- [Written problem]: Select every line of the rows below that contains the string "metal", and treat uppercase and lowercase letters as different.

--- BEGIN Extracted entries ---

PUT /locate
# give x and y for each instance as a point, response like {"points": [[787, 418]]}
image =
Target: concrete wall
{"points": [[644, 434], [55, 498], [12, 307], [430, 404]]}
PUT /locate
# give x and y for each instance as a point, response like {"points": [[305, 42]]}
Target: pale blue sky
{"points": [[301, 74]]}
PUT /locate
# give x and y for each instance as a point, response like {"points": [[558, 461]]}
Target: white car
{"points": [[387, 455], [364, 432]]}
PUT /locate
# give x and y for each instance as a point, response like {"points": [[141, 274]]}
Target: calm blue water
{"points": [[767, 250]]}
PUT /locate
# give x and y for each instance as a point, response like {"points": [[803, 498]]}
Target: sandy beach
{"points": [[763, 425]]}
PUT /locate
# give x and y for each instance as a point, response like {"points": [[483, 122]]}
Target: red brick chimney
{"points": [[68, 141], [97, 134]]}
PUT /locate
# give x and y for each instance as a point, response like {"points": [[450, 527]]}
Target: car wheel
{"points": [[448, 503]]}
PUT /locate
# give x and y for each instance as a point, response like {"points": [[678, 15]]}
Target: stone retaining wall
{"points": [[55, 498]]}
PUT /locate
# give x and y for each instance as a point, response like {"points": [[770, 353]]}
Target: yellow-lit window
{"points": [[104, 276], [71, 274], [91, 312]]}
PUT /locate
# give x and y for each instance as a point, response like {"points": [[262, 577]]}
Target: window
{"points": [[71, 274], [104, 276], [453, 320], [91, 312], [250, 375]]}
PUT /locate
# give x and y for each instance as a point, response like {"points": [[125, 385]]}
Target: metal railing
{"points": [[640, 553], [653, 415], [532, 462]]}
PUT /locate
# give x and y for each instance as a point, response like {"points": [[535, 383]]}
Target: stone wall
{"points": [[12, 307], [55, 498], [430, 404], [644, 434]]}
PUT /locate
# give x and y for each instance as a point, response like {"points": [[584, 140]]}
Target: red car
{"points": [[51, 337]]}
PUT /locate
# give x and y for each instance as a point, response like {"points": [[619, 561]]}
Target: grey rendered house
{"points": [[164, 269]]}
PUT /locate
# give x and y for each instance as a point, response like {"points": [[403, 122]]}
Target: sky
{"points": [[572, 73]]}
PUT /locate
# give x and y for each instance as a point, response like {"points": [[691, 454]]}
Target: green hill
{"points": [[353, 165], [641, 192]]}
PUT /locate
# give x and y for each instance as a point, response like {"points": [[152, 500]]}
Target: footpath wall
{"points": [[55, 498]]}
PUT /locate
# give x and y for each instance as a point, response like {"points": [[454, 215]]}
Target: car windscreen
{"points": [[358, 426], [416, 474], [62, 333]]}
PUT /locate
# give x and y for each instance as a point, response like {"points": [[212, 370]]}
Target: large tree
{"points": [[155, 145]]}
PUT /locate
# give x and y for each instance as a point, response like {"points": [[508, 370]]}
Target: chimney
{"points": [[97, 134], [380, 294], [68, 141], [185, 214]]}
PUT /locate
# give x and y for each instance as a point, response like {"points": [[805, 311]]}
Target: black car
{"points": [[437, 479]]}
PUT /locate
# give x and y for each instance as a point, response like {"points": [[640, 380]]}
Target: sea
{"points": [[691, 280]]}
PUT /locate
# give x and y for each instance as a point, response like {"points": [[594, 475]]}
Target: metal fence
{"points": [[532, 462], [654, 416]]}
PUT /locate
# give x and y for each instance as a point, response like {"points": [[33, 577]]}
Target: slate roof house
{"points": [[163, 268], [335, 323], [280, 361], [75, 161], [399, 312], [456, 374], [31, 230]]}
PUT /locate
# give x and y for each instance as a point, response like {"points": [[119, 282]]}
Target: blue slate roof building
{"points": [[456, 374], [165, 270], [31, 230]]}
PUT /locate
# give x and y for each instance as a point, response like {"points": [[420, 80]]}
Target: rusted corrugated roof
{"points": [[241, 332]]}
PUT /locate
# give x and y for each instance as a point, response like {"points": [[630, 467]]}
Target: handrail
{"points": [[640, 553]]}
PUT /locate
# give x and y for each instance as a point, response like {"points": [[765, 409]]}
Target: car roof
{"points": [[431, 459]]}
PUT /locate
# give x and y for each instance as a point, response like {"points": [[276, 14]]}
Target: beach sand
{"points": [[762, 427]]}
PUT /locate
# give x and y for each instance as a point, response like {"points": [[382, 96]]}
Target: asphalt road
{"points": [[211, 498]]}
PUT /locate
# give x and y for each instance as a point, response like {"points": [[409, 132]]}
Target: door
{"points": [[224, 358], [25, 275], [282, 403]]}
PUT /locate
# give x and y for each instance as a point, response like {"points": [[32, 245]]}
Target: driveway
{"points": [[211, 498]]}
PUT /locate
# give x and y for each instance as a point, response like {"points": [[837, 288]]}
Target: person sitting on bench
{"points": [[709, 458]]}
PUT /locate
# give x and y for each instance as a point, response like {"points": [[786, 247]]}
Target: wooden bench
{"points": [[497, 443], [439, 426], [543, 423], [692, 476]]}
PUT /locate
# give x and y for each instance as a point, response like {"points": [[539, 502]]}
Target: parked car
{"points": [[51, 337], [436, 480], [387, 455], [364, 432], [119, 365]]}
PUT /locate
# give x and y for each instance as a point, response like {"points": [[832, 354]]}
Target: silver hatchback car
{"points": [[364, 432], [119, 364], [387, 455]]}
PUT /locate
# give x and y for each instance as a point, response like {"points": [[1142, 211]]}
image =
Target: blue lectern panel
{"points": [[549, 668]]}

--- END Extracted entries ---

- [Answer to the exercise]:
Target: metal railing
Target: metal fence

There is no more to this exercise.